## Reading text
>>>

Tuesday, September 28, 2010

Wordless Wednesday: Poise

There is no security on this earth, there is only opportunity.
(General Douglas MacArthur)


crane aerlie

This stealthy hunter seemed not to notice me and Dell when we came upon him at Airlie Gardens in Wilmington, North Carolina, in August. I was actually focused on the moss draping itself from the trees when it dawned on me there was a bird in the frame--a bird who was so unlike his northern relation down the road from home, here, that he didn't mind the sound of the camera warming up because he did not scold me. He just stood there. I guess he was hungry enough to put up with a pair of tourists.

Wordless Wednesday

Monday, September 27, 2010

My World Tuesday: Harkness Memorial State Park

harkness_memorial_state_park

buddha

boxwood harkness

no swimming


Dell and I went to Harkness Memorial State Park in New London, Connecticut, on Saturday and spent more than three hours in the formal gardens and the rock garden, around the mansion (that closed for tours on September 12 until next spring), and along the water's edge. This beautiful mansion, built in 1907, sits on 200 acres and rolls right into Long Island Sound.  It was once a working farm. Edward and Mary Harkness were philanthopists who were very generous with the money Edward had inherited from his father--a harness maker who had wisely invested in Standard Oil when that was a new idea.

Dell and I stretched out on the lawn after lunch and watched the butterflies flitting about the cosmos, lavender, zinnias, dahlias, butterfly bushes, and countless other incredibly gorgeous flowers. Bucolic beauty, peace, quiet, and a bit of the Sound-tamed Atlantic on a breezy, sunny September day. Nothing better!


This part of Connecticut is saturated with the good stuff: Ocean Beach Park, the Submarine Force Museum, Fort Trumbull, Fort Griswold, Mystic. (More photos of Harkness are here.)

My World Tuesday

Saturday, September 25, 2010

One Single Impression: Monument

topsail island

Monument

As in memory

As in hold on

As in wait a minute.

This is important. Stop everything.
Look. At. Me.

OK I will what have you got?

You, stranger.

One day you stop and talk
One day I stop and listen

And again and again
Now and again

It is pleasant. Happy. Enough.

And that is everything
And all there is:
No history or future
Only that space in between

You feel the sun on your back.
I feel it on my face.
We hear the surf.
Feel the sand. Shift.
Grow used to morning
Amid pelicans and helicopters
And sensible babies who cry in fear
Of the enormous surf
We hear.

You and I are a part of the landscape,
And landscapes change.

The beach, though.
It will be here.
We will return.
We will walk.
We will run.

<<<

## To-do list
#1 In the blog excerpt, in what year was the Harkness mansion built?
#2 Continue the blog excerpt from the point where it stops.

## Provided records
>>>

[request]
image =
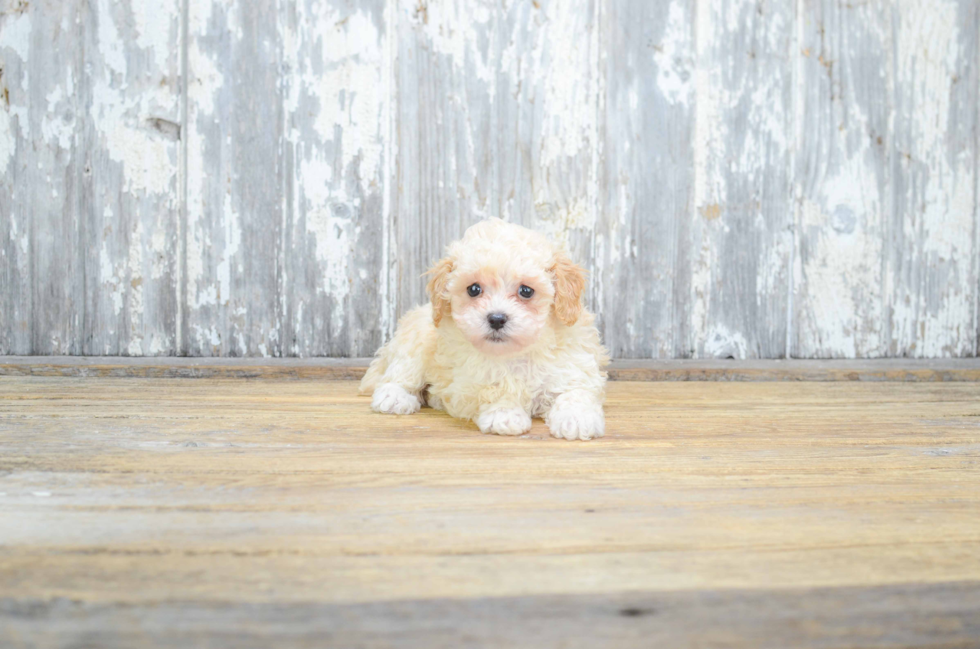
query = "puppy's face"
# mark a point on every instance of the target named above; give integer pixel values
(501, 284)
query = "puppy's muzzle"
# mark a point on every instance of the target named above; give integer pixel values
(497, 321)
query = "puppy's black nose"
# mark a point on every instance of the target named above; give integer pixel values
(497, 320)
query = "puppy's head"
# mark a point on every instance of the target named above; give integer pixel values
(502, 284)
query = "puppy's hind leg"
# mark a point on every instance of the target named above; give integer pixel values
(397, 375)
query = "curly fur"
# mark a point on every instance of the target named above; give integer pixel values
(546, 362)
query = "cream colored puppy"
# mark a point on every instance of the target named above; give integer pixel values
(504, 339)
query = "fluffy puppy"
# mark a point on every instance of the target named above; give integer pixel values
(505, 339)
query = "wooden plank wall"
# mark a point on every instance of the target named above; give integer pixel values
(743, 178)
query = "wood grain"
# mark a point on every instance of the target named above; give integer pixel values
(335, 139)
(844, 513)
(232, 238)
(332, 369)
(126, 169)
(43, 285)
(643, 235)
(744, 179)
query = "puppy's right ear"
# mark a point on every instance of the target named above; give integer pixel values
(438, 289)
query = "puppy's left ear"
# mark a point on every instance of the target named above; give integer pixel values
(569, 281)
(438, 289)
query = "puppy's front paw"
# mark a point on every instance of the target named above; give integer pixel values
(504, 421)
(570, 420)
(393, 399)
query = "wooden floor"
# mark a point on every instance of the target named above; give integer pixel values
(281, 513)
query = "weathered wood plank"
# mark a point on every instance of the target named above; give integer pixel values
(727, 508)
(741, 229)
(43, 294)
(642, 283)
(904, 370)
(445, 179)
(545, 119)
(932, 274)
(932, 615)
(336, 133)
(16, 318)
(232, 268)
(127, 173)
(843, 180)
(887, 181)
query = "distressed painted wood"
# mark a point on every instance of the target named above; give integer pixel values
(333, 369)
(545, 119)
(245, 513)
(887, 180)
(335, 156)
(232, 263)
(932, 270)
(643, 280)
(127, 169)
(446, 73)
(744, 179)
(741, 235)
(844, 187)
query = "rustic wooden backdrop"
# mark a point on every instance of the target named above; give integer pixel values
(747, 178)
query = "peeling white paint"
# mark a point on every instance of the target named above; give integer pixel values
(7, 142)
(205, 80)
(110, 43)
(673, 56)
(349, 89)
(233, 239)
(154, 22)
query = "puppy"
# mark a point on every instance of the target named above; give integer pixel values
(505, 339)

<<<

## Responses in order
#1 1907

#2
Thursday, September 23, 2010

Skywatch Friday: Up Early on North Topsail Beach

morningsteps

Last weekend, I put several hours into creating my summer photo albums on Winkflash.com (a super place for prints, albums, you name it). This was one of those tasks I put off for a few weeks because revisiting Topsail Island in thought rather than in person is up there on the Pleasures list with ripping my skin off or drinking gasoline and setting myself on fire. As I placed image after image into an album, I wondered how I left and why and, better, how not to do that again. Surely, there must be one teaching position open that this carpetbagger could fill....Anyway. Here is North Topsail Beach on one of those mornings I awoke and stepped out early. Rain came and went. The day was beautiful. Summer on the beach has a lot in common with middle school life. You learn to roll, you learn to love, you learn to let go. You learn to love the basic truth that nothing is forever. It's all so very good.

Skywatch Friday

Monday, September 20, 2010

My World Tuesday: Wings of Freedom







My daughter and I stopped at the Wings of Freedom display at the Waterbury-Oxford Airport last Saturday. There we saw some WWII-era planes and had the privilege of hearing some veterans of that war talk about their experiences. The men talked about stripping off the paint from the planes to lighten the load, fighting from the air while the planes' contrails would announce their exact location, landing with the nose straight up all the way down the runway (a no-no), and bailing. The men in the gunners' turrets would be so stiff, the other men in the plane would have to lift them from under the arms and help him straighten out his legs before jumping. The men were in uniform, proud of their service, and crystal-clear in their recollections. They told the many children there that anything is possible, and making it possible begins with going to school and listening to teachers--even when their cranky. 

My World Tuesday

Sunday, September 19, 2010

Today's Flowers: Wild and Free Just Beyond School

wildflower

wildflower

Here are a few wildflowers that were sunning themselves in Waterbury on Friday afternoon, which was a sunny, gorgeous almost-really-autumn day.

Saturday, September 18, 2010

One Single Impression: Joie de Vivre

"For  you,"
He says.

He is "Five,"
The special ed. kid
Who learned this summer
To count by fives

And does so
With the joy
Most of us save for the moment
We eat our favorite ice cream.

For me:
A maple leaf
Turning red

Weeks before I'd expect it to.

But here we are on the sidewalk
Because some kid
Tried to set the school on fire
For the second day in a row

And there's just nothing to do
Out here right now.

"Look at it under a microscope.
"You see every cell. It is alive,"
He tells me.

"Have you done that?"

"No," he says.
"I don't need to.
"My teacher told me."

Oh.
"Thank you. It is beautiful,"
I smile.

"I know."
And the last word:

"I gave it to you."

It is alive.

So it went last week. A developmentally disabled child who learned to count by fives this summer introduced himself to me by making a gift to me of a maple leaf. The trust and confidence of this child stole my heart--as it does every day with my own students. Here is the conversation over the leaf, though. Here is the gift of life. There are days I walk or sit in silence and ponder the significance of the gift. A beautiful thing.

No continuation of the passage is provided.